Task directions —
Return each line of the data below that contains the word "alpine". The match is case-sensitive.
'''
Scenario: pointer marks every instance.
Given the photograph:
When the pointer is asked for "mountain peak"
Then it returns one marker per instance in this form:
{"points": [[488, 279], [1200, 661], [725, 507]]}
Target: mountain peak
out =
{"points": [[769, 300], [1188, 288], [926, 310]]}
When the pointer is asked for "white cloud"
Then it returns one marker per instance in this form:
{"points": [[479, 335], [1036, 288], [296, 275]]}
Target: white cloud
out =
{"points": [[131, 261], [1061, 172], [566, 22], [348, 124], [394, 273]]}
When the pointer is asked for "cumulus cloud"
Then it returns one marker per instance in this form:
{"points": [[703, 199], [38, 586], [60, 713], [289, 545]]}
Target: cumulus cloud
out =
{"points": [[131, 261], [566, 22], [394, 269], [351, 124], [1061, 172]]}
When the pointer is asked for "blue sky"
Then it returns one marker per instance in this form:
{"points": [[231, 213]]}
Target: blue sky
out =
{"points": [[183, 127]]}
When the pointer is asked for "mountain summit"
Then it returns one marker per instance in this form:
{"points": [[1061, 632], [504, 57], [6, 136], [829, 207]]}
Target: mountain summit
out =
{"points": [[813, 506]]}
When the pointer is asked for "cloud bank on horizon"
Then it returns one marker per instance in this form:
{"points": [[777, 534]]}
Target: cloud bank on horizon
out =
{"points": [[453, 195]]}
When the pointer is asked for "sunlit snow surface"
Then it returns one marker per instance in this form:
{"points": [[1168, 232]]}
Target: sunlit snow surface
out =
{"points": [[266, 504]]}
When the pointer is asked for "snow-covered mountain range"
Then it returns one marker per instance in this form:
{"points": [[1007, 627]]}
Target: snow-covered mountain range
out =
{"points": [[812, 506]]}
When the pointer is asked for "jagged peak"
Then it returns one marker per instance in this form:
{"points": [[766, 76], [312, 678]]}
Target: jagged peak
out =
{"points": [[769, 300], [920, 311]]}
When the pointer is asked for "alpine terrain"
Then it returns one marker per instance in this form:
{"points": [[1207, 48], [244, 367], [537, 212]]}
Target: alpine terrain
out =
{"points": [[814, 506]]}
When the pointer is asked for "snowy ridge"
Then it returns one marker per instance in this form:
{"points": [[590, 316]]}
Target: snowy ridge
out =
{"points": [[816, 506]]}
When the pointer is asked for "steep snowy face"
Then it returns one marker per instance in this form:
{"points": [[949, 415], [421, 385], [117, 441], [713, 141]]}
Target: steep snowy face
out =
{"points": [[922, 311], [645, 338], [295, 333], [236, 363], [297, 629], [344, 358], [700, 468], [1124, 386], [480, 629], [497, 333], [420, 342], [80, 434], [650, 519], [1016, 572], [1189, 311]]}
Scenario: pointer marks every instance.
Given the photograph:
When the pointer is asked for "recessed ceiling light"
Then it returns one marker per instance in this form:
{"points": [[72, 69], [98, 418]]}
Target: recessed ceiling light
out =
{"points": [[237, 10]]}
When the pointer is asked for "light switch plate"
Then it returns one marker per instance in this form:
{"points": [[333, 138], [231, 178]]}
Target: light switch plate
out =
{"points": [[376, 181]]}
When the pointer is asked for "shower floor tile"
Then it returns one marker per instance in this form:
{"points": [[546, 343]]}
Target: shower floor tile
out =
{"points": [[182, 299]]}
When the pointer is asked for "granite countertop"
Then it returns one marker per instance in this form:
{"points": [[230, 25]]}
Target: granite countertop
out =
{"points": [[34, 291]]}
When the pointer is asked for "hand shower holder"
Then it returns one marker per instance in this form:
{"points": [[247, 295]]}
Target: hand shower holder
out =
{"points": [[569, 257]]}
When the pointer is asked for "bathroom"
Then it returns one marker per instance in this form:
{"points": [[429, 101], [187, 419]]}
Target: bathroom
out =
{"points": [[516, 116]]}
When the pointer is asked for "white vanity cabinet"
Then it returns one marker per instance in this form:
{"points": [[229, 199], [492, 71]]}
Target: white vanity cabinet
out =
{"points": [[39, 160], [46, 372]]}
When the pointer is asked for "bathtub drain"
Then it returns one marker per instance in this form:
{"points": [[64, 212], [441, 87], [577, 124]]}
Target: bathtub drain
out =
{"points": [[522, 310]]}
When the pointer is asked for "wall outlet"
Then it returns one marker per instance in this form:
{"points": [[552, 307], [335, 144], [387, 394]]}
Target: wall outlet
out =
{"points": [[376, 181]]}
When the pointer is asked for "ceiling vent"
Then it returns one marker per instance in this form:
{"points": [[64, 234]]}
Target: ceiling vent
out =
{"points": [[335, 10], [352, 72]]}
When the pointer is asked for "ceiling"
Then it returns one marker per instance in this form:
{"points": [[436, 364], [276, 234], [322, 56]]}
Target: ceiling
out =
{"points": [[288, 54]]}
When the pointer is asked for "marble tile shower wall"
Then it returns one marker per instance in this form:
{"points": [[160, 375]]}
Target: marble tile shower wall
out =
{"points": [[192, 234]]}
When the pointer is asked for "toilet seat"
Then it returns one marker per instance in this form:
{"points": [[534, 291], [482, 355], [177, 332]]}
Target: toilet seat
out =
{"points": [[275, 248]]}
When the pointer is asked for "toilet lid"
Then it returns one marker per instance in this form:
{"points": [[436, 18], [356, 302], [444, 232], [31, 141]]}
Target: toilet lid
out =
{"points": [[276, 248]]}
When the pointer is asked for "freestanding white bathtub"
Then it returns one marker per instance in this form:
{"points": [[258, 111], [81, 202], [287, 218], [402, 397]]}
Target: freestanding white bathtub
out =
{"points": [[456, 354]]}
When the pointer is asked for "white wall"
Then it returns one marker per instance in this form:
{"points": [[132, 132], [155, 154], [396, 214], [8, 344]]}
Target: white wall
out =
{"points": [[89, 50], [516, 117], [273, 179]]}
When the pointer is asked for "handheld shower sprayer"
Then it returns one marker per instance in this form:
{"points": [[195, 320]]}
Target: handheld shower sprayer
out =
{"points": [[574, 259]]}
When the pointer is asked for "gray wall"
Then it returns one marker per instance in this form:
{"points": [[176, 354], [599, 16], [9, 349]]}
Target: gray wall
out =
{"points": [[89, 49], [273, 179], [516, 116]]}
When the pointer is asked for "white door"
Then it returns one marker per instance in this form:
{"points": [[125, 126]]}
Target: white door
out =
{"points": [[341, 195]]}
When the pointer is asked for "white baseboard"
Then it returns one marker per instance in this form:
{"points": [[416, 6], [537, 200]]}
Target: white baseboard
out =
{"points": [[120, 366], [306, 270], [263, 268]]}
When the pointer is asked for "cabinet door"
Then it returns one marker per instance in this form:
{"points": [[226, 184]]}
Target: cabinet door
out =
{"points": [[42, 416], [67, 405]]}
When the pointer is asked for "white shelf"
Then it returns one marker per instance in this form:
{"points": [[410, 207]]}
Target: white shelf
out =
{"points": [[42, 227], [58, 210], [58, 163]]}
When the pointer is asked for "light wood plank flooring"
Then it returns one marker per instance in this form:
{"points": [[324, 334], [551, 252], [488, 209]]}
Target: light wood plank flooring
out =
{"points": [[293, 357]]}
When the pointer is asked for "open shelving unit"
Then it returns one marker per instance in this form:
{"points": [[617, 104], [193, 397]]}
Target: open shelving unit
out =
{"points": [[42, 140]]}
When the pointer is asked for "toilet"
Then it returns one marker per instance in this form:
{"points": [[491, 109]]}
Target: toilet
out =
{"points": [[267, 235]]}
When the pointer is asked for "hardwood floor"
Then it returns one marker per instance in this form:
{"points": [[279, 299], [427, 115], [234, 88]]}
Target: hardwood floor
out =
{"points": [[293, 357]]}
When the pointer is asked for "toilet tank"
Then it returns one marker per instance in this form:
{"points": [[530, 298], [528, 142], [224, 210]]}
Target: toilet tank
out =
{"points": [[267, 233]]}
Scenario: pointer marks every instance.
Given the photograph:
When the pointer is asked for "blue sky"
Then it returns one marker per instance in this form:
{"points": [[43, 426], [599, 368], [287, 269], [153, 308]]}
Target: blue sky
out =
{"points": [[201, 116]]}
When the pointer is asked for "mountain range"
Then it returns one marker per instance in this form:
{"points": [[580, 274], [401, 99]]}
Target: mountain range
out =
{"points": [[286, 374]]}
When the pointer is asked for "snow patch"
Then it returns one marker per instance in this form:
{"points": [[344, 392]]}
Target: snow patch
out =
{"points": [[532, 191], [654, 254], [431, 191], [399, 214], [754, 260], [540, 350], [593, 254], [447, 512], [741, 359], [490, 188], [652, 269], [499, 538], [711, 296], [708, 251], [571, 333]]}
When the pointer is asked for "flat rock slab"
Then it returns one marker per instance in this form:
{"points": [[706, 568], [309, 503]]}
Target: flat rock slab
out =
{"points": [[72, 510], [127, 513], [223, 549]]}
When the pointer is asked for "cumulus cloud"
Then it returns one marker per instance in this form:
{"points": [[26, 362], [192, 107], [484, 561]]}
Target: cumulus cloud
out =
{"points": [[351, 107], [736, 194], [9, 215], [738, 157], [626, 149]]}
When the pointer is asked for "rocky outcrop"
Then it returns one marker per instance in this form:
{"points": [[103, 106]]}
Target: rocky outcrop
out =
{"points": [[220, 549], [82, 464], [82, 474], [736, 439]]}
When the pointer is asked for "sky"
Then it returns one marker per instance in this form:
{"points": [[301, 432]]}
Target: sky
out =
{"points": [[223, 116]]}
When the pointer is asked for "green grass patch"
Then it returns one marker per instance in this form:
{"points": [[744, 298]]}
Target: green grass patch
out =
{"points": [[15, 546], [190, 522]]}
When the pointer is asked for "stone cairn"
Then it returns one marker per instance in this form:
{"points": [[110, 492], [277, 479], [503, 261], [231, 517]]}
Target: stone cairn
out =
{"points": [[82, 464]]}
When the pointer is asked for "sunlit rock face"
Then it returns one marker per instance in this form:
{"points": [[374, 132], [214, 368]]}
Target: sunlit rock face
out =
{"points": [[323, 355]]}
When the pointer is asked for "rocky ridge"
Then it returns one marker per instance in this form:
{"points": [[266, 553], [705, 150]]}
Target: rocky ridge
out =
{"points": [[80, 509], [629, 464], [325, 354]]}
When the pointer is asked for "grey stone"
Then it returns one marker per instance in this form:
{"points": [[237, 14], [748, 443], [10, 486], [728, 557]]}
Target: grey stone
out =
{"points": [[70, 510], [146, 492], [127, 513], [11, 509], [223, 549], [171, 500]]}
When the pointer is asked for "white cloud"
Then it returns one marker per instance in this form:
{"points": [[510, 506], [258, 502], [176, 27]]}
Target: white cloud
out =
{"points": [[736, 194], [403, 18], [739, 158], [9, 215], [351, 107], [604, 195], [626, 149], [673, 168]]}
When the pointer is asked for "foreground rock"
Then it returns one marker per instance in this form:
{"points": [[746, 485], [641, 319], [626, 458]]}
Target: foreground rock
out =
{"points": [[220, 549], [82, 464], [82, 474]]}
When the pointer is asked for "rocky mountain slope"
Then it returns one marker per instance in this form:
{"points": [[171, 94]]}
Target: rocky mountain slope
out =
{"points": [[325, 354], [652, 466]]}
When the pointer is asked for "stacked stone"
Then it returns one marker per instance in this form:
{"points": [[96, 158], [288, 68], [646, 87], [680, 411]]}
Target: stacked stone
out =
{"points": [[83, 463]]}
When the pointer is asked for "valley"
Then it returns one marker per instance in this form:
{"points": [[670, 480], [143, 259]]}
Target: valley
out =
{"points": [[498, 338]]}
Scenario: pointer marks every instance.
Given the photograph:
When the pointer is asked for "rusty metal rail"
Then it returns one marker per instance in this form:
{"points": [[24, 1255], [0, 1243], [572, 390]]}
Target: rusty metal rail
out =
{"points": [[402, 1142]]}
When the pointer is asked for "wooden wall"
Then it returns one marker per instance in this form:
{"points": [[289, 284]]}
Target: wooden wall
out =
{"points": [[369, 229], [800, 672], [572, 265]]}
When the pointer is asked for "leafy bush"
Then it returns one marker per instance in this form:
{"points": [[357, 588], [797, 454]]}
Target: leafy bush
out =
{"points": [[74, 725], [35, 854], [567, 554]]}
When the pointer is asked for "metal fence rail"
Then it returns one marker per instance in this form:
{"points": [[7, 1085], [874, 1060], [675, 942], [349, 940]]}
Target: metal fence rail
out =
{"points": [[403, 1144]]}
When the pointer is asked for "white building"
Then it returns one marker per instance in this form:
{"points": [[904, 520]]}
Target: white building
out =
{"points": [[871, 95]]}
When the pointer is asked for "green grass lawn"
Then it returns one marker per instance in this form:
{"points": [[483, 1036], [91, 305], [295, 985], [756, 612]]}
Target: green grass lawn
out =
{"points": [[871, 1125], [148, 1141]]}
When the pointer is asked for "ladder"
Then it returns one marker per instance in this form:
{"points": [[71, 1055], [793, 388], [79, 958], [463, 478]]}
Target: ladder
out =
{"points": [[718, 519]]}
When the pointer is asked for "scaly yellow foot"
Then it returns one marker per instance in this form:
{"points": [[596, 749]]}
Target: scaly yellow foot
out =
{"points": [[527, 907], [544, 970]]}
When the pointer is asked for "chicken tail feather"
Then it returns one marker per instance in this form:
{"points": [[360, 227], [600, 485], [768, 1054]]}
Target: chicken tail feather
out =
'''
The response —
When the pointer is asked for "alpine terrain"
Target: alpine terrain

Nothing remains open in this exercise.